begin Records for this exercise

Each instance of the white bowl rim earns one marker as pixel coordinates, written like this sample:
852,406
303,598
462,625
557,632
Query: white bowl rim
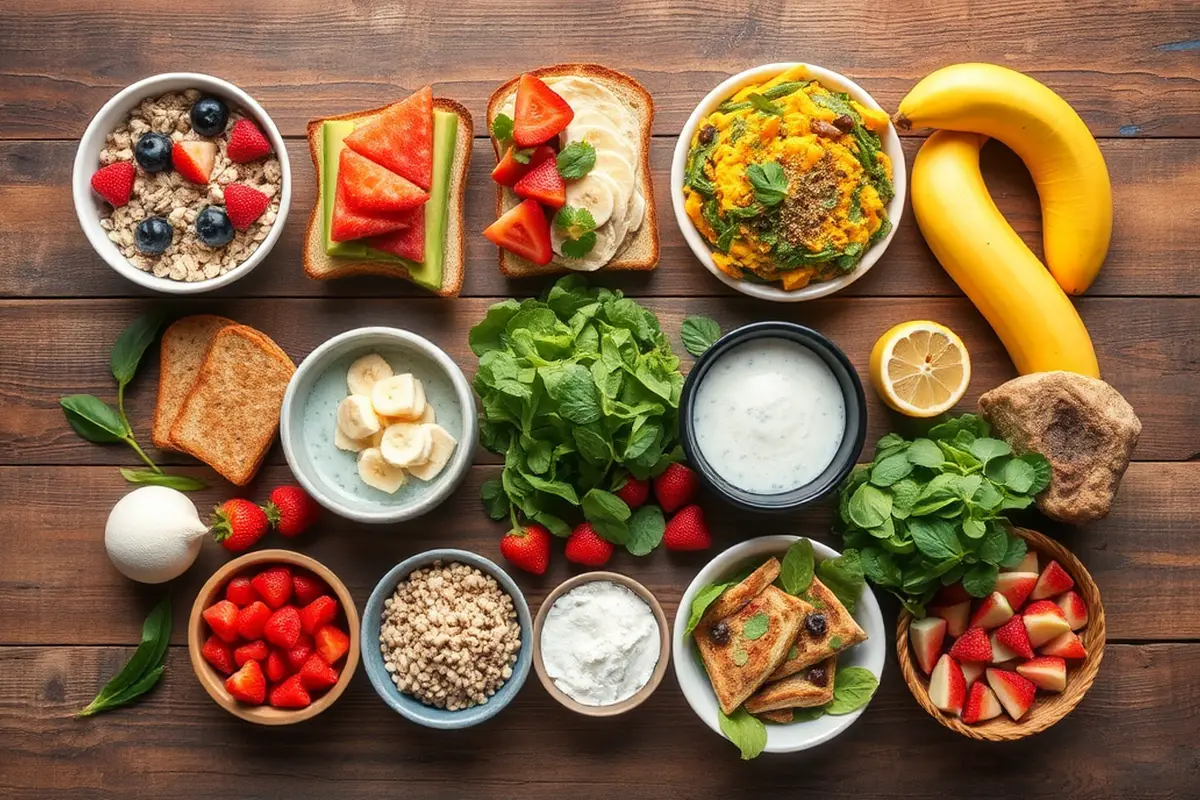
701,692
460,463
84,167
695,241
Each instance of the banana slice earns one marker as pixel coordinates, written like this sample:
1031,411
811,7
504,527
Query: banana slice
443,447
377,473
357,417
406,444
366,372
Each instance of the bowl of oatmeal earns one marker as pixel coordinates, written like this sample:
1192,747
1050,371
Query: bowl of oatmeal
181,182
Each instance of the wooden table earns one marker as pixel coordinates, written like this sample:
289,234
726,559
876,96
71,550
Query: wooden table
67,619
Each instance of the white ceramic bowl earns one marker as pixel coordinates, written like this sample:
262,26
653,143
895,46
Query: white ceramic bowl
89,206
309,417
699,691
700,247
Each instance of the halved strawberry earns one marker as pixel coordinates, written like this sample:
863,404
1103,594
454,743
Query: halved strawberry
523,232
539,113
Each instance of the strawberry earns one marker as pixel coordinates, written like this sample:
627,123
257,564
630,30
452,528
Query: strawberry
244,205
585,546
114,182
238,524
219,654
316,674
676,487
331,643
247,684
222,618
319,612
527,548
253,651
291,695
252,619
274,584
972,645
292,511
283,627
246,143
688,530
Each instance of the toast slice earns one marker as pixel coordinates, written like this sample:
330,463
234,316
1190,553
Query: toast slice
641,248
232,414
322,266
180,355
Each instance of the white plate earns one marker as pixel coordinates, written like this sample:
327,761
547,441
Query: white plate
699,691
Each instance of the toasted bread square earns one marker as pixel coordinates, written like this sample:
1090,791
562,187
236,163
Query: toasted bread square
232,415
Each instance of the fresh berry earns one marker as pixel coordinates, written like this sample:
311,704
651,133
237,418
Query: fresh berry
585,546
244,205
274,584
153,235
153,152
319,612
676,487
1014,692
209,115
222,618
972,645
193,160
114,182
291,695
213,227
252,619
316,674
527,548
283,627
249,684
219,654
635,492
246,143
688,530
292,510
238,524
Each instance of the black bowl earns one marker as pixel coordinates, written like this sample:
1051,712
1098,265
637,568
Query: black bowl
851,443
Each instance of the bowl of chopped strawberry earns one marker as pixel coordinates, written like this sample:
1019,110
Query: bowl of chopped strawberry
1014,662
274,637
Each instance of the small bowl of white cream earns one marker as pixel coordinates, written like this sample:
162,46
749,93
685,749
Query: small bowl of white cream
601,643
773,416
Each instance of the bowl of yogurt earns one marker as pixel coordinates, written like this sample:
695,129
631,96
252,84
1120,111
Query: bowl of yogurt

end Records for this exercise

**Directions for this task:** Extract, exactly, the lines above that begin at the line containing "Each instance of the black" and end at the final line of the records; add no other text.

**Answer to the problem:**
Each instance of the black bowl earns one marker as pixel coordinates, written like this sample:
1051,712
1098,265
637,568
Query: black bowl
851,443
Each instance of the bowl of chopped strawberry earns one marker as pixel coordinates, written like this sample:
1019,110
Query: bowl of chopped strawberry
1014,662
274,637
Each instance of the small bowl of white cream earns one marker as pixel coordinates, written like this sample:
162,46
749,93
685,749
Query: small bowl of white cream
601,643
773,416
Each instance of the bowl of yogurt earns one marker as pixel coordinates, written like this sample:
695,129
631,96
252,84
1120,111
Query: bowl of yogurt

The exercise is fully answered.